-- Directive --
Identify every line of the records below that contains the word "drawer", and copy each such line in full.

— BEGIN Data for this task —

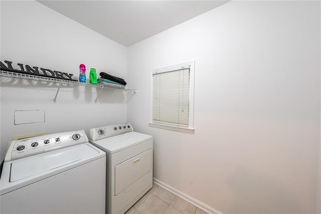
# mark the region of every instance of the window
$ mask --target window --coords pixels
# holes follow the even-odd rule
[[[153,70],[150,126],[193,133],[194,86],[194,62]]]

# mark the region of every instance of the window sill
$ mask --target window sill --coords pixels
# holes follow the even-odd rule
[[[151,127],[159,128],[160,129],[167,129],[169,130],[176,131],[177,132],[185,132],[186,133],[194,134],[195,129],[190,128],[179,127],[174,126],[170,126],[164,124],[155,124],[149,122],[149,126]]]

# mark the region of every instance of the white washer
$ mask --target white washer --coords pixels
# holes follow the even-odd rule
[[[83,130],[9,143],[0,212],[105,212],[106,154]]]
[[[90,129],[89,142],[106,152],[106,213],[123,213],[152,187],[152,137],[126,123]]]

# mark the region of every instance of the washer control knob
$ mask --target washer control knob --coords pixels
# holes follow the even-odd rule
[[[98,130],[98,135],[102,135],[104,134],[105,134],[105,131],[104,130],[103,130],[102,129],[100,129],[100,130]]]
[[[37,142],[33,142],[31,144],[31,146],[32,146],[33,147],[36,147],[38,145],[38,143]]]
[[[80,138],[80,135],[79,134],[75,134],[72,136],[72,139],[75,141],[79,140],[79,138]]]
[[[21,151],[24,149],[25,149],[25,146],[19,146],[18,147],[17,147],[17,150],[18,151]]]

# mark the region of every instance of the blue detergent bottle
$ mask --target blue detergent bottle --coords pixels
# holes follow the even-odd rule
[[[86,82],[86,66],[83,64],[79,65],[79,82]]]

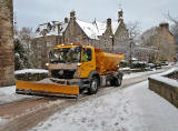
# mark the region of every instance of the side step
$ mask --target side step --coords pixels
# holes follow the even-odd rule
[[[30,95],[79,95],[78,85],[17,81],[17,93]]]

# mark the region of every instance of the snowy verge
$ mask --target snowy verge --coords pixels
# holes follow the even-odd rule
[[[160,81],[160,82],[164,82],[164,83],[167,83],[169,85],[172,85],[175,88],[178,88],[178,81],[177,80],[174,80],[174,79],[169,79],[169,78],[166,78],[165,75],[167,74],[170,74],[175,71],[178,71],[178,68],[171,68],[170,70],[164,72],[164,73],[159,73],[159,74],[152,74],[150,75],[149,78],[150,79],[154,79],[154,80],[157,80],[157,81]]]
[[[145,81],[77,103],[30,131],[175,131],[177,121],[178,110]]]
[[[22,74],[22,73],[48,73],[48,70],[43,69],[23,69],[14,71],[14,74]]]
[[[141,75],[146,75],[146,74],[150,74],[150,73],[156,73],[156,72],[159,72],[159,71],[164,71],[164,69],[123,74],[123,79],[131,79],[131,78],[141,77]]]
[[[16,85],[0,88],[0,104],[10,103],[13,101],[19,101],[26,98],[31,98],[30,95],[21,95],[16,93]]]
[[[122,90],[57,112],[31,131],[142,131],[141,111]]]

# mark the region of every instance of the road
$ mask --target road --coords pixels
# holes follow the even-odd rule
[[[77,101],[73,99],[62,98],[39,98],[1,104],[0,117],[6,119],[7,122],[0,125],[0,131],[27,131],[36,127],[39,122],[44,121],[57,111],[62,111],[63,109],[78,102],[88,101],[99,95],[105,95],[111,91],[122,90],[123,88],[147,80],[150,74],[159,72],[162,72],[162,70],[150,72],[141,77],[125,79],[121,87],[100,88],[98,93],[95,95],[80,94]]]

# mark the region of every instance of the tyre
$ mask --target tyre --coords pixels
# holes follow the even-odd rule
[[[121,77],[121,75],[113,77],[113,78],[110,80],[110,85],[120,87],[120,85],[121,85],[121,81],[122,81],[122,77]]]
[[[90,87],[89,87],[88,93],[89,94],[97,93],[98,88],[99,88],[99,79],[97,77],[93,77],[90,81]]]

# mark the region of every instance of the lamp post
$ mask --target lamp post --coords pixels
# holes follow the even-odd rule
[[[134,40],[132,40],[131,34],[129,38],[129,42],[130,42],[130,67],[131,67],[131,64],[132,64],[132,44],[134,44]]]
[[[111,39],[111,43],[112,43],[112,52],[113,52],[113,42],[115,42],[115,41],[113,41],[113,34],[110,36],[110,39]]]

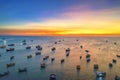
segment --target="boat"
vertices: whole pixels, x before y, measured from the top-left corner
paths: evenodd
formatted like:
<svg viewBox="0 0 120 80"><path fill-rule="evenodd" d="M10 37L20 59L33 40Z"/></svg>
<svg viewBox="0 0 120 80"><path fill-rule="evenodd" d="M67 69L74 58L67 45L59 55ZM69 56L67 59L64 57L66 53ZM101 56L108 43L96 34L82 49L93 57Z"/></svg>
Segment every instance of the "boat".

— END Data for this task —
— BEGIN Data for this task —

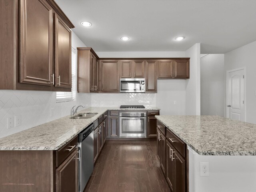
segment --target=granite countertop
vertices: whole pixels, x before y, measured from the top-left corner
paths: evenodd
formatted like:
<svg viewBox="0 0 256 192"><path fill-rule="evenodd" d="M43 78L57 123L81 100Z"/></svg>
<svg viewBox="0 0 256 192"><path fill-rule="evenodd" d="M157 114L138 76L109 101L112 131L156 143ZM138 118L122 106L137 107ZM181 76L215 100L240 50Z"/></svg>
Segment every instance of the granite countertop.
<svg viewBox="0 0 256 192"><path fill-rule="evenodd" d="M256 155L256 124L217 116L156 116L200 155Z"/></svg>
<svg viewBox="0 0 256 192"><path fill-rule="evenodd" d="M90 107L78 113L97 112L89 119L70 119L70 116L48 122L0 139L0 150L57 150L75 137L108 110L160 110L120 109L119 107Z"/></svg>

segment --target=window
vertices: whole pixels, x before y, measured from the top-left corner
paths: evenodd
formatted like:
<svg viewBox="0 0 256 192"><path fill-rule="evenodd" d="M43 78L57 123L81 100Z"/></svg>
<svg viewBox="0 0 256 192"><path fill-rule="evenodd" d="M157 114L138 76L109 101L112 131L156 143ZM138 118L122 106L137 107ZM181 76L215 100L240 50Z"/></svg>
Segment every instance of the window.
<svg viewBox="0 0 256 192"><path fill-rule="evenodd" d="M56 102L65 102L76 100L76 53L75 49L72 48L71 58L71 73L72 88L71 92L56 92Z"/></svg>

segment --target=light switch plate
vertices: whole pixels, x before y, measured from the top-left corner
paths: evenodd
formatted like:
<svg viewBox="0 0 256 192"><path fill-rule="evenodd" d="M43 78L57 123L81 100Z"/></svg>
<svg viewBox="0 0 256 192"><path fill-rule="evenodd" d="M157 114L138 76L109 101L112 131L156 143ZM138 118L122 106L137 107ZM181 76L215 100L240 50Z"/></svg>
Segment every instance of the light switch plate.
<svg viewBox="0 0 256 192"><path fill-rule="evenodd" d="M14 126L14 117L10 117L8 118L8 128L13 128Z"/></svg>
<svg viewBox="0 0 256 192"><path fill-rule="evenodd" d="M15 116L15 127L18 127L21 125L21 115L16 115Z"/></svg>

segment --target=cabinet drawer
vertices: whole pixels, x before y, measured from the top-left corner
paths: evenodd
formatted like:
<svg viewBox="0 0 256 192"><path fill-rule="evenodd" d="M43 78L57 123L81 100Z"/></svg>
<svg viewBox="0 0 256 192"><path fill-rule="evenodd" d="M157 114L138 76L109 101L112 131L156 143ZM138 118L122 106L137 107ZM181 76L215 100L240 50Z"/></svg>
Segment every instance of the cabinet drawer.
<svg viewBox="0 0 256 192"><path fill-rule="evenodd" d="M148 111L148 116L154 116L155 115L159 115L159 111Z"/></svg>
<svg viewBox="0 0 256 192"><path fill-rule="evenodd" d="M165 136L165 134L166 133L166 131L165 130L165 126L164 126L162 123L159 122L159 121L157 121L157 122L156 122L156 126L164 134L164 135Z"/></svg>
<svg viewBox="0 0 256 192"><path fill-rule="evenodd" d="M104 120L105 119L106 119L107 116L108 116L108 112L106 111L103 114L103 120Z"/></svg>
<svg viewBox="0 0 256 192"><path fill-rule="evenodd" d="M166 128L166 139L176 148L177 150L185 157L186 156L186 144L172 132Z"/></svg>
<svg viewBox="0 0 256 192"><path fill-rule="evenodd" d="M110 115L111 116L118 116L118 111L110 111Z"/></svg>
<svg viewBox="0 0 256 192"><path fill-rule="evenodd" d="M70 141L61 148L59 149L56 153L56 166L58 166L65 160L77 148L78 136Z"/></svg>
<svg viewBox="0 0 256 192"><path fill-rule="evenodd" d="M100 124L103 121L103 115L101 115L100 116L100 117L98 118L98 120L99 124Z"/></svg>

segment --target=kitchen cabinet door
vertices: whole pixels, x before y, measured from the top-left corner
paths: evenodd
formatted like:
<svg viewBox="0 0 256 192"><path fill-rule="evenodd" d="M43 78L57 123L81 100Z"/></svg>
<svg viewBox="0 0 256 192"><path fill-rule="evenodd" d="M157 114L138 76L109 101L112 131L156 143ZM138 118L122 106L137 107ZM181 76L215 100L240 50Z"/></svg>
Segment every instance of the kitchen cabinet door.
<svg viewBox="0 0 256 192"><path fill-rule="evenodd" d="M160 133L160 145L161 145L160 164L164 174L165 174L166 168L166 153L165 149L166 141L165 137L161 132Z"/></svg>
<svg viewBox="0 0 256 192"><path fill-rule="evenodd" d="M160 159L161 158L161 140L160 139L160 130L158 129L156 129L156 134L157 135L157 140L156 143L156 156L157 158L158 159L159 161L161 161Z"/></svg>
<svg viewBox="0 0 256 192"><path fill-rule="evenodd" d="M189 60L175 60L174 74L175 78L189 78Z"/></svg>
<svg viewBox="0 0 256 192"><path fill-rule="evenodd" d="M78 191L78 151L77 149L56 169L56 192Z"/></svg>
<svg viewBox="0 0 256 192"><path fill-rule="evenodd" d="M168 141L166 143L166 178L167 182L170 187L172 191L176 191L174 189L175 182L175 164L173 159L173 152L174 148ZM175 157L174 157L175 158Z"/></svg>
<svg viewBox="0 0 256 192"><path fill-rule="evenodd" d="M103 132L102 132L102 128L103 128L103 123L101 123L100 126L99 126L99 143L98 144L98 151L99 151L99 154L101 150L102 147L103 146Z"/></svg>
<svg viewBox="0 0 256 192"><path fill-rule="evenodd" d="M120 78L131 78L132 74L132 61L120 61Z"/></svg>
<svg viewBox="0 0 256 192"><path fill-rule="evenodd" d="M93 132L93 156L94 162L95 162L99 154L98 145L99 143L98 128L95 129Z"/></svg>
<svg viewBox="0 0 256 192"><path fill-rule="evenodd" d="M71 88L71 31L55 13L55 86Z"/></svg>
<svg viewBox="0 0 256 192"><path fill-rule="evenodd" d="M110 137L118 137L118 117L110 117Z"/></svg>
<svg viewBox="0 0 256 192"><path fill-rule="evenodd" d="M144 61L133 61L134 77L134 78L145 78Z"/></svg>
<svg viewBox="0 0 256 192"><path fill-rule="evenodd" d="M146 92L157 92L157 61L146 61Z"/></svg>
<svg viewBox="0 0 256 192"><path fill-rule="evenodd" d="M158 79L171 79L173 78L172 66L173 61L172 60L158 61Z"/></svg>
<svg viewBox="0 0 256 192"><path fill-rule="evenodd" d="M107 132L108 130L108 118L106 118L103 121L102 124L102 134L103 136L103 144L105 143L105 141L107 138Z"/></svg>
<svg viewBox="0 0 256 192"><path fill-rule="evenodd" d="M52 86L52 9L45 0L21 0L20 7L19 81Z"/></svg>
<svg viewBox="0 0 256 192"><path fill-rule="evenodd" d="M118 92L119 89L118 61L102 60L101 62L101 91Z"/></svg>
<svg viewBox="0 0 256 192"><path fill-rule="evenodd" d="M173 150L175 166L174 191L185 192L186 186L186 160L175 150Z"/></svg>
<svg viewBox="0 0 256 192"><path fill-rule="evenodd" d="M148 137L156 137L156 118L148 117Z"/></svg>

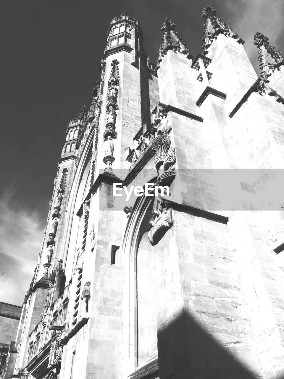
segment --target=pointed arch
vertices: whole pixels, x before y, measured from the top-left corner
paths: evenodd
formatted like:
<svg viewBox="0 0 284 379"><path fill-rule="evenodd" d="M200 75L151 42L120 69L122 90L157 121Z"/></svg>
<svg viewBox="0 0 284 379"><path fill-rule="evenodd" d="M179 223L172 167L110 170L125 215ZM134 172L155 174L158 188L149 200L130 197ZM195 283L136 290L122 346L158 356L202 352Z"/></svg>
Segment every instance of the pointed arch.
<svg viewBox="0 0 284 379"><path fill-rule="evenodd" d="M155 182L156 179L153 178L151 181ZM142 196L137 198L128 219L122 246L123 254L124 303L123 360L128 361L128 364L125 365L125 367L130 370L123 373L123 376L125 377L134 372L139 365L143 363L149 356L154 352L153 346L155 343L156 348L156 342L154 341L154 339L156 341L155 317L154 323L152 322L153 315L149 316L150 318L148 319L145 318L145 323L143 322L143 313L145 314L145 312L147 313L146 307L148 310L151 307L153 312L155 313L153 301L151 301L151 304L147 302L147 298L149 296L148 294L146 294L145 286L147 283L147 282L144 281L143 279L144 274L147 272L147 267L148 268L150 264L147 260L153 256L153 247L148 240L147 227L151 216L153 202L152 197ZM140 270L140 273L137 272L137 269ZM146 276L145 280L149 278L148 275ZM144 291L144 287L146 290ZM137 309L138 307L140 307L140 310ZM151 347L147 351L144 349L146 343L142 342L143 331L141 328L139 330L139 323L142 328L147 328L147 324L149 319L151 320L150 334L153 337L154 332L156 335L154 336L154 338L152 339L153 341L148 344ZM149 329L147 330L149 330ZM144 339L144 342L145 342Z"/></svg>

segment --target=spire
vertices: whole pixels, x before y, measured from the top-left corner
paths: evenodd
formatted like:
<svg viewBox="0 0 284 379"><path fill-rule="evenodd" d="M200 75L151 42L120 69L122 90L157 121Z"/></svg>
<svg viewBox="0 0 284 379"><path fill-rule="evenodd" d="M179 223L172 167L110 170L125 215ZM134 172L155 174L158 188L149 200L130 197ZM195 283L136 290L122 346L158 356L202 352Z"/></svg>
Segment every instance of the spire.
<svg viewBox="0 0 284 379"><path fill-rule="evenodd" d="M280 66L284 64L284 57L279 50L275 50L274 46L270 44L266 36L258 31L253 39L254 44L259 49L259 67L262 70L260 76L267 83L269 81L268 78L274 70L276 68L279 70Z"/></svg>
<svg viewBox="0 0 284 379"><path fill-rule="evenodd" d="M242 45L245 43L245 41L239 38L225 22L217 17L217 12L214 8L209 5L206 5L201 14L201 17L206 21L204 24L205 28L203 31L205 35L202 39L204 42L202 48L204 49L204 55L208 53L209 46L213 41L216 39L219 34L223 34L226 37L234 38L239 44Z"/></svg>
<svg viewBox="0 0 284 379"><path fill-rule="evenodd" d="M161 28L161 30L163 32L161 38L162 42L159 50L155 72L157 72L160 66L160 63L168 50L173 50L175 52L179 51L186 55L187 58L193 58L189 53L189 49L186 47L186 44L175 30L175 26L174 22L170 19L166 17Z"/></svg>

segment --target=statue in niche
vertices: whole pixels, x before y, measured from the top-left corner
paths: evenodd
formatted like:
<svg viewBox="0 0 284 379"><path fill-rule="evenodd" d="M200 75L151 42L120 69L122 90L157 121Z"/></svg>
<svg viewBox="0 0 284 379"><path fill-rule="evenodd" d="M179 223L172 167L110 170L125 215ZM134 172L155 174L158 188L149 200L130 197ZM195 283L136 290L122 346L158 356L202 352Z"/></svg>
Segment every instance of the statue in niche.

— END Data for this task —

-- Answer to this exercise --
segment --target=cabinet drawer
Segment every instance of the cabinet drawer.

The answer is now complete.